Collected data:
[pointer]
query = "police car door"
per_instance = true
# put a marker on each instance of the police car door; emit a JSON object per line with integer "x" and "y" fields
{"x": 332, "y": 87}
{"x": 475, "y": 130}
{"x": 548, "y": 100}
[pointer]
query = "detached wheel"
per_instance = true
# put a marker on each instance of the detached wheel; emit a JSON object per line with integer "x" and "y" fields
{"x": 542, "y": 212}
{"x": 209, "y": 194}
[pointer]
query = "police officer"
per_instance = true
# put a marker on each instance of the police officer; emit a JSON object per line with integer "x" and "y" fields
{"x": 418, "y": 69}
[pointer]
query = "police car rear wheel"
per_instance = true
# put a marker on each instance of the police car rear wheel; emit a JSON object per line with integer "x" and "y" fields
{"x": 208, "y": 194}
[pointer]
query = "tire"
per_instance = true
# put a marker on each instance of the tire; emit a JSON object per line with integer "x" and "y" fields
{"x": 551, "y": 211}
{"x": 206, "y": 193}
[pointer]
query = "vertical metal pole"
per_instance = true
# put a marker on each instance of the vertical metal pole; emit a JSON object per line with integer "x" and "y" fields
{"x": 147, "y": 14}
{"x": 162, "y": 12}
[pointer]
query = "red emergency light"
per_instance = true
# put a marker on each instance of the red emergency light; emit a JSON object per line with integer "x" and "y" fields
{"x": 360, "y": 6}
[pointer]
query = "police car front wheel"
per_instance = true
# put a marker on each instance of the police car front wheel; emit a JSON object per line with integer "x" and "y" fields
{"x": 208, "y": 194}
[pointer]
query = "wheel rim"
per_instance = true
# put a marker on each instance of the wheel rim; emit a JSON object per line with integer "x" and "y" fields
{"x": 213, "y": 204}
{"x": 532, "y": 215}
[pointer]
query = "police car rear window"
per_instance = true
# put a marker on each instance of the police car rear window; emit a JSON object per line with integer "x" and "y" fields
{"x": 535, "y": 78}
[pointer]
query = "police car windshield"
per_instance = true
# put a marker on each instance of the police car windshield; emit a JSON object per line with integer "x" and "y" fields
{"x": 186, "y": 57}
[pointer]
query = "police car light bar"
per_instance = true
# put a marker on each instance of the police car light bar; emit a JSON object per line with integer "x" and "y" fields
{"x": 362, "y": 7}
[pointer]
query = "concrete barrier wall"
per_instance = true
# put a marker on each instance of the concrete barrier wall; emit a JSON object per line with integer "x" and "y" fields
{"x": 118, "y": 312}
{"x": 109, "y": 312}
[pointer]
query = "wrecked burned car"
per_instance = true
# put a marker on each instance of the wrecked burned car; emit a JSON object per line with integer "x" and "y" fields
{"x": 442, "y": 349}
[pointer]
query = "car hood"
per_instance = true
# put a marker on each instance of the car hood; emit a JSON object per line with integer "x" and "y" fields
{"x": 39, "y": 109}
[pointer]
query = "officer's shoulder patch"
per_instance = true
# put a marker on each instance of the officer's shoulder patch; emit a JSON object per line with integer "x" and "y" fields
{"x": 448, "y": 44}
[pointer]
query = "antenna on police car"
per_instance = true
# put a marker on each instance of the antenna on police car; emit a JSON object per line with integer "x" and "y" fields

---

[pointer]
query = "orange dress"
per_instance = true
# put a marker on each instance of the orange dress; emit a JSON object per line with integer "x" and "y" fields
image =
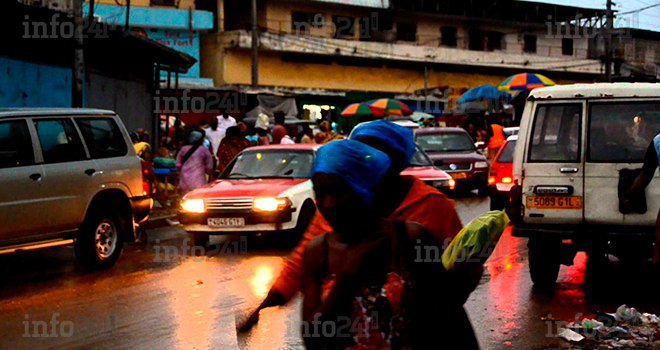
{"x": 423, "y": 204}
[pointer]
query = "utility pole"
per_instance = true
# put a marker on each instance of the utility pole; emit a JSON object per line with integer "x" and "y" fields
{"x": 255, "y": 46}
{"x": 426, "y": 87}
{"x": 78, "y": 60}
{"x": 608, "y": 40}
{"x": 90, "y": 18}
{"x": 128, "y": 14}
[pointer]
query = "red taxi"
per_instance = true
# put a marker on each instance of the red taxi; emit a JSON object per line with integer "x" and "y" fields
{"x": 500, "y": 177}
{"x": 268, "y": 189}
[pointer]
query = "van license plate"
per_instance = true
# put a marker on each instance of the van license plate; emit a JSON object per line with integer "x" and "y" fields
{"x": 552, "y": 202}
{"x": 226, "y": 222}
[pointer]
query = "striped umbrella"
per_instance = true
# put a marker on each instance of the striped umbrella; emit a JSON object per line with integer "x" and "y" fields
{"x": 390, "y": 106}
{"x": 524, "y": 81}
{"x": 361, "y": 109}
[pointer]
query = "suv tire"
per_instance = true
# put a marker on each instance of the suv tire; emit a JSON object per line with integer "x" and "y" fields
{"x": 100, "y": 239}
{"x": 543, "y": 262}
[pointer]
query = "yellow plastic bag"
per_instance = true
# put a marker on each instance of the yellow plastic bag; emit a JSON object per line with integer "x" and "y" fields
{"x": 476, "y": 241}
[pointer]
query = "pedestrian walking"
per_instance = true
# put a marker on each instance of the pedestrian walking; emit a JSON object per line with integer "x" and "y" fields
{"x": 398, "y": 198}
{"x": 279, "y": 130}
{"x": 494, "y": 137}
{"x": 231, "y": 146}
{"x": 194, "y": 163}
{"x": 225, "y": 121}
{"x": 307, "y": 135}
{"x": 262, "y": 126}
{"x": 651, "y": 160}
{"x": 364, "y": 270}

◆ YOUR INSTRUCTIONS ◆
Wherever a line of the data above contains "dress", copy that line.

◆ EXERCISE OUTPUT ◆
query = "orange dress"
# put a marker on each instance of the orange dress; emit a JSON object per line with integer "x" and "y" fields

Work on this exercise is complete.